» **DO THIS**
Output all of the entries below precisely as written.

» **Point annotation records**
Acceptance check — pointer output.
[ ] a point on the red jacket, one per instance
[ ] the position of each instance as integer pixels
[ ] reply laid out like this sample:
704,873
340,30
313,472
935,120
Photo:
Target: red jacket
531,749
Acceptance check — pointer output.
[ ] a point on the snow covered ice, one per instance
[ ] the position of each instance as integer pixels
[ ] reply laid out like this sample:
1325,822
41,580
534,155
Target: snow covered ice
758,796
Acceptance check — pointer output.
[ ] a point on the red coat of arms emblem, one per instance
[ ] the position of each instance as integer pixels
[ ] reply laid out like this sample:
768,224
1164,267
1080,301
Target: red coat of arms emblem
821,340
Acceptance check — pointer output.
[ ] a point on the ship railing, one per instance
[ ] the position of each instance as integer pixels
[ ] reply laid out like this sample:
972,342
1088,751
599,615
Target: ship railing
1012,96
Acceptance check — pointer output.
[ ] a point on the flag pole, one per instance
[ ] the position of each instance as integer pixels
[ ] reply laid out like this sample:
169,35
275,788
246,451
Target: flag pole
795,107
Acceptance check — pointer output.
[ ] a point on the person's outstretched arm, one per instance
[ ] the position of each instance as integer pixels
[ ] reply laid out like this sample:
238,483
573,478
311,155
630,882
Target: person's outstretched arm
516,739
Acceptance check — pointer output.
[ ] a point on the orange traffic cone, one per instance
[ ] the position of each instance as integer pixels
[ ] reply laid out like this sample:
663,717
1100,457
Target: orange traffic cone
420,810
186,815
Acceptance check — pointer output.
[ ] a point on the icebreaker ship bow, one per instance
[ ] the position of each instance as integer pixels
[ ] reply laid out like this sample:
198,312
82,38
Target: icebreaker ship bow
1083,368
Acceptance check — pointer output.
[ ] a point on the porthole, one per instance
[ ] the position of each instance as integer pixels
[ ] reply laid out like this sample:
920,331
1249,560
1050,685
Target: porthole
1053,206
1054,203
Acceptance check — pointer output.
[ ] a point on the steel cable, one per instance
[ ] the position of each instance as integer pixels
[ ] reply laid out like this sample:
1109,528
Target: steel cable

» **TASK RESPONSE**
Acceptance check — pointer output.
[ ] a point on the red jacket, one per instance
[ ] the position of each instance as integer pixels
[ ] reply laid out like this sample:
704,873
340,30
313,472
935,120
Photo:
Target: red jacket
531,749
Acceptance check — pointer output.
[ ] a point on the snow covered ice, one per instance
[ ] the position of each instance as integer pixels
[ ] reply laid out like this sample:
1325,822
41,580
534,155
Target: snow covered ice
758,796
Acceptance check — pointer output.
[ ] a point on the red coat of arms emblem, one per instance
[ ] the position of each instance as integer pixels
[ ] reply laid out like this sample:
768,224
1164,267
1080,301
Target: red coat of arms emblem
821,340
Acceptance check — pointer output.
[ ] a point on the ship railing, one per instance
[ ] the position of each instance as integer pixels
[ ] reply laid out like this sample:
972,342
1088,751
599,615
Target: ship railing
1012,96
Acceptance check — pointer output.
[ ] a point on the flag pole, one per instance
[ ] the position of each instance as integer pixels
[ ] reply laid out like this sample:
169,35
275,788
246,451
Target: flag pole
795,107
Acceptance check — pointer output.
[ ] a point on the person's outstretched arm, one per instance
[ ] the position of each instance as integer pixels
[ ] reply laid out like this sample:
238,483
573,478
311,155
630,882
Target: person's outstretched arm
516,739
Acceptance check — pointer output.
[ ] a point on the orange traffic cone, one per instance
[ ] the position of each instance as integer pixels
[ ] reply laid out like this sample:
663,717
1100,457
Target: orange traffic cone
420,810
186,815
Acceptance check — pointer output.
[ ] a point on the icebreaker ship bow, one per instance
[ ] the position of each instance as integer pixels
[ ] reply laid out like this sample:
198,312
82,38
Target: icebreaker ship bow
1083,368
Acceptance check — pointer output.
[ ] a point on the porthole, one per instance
[ ] the position of each instance as integer pixels
[ ] reply laid out like this sample:
920,331
1249,560
1050,685
Target: porthole
1053,206
1054,203
Acceptance check — pointer output.
[ ] a point on the steel cable, one per instance
[ ] the position of each instance as integer pixels
[ ] reply laid out like this sample:
1109,528
Target: steel cable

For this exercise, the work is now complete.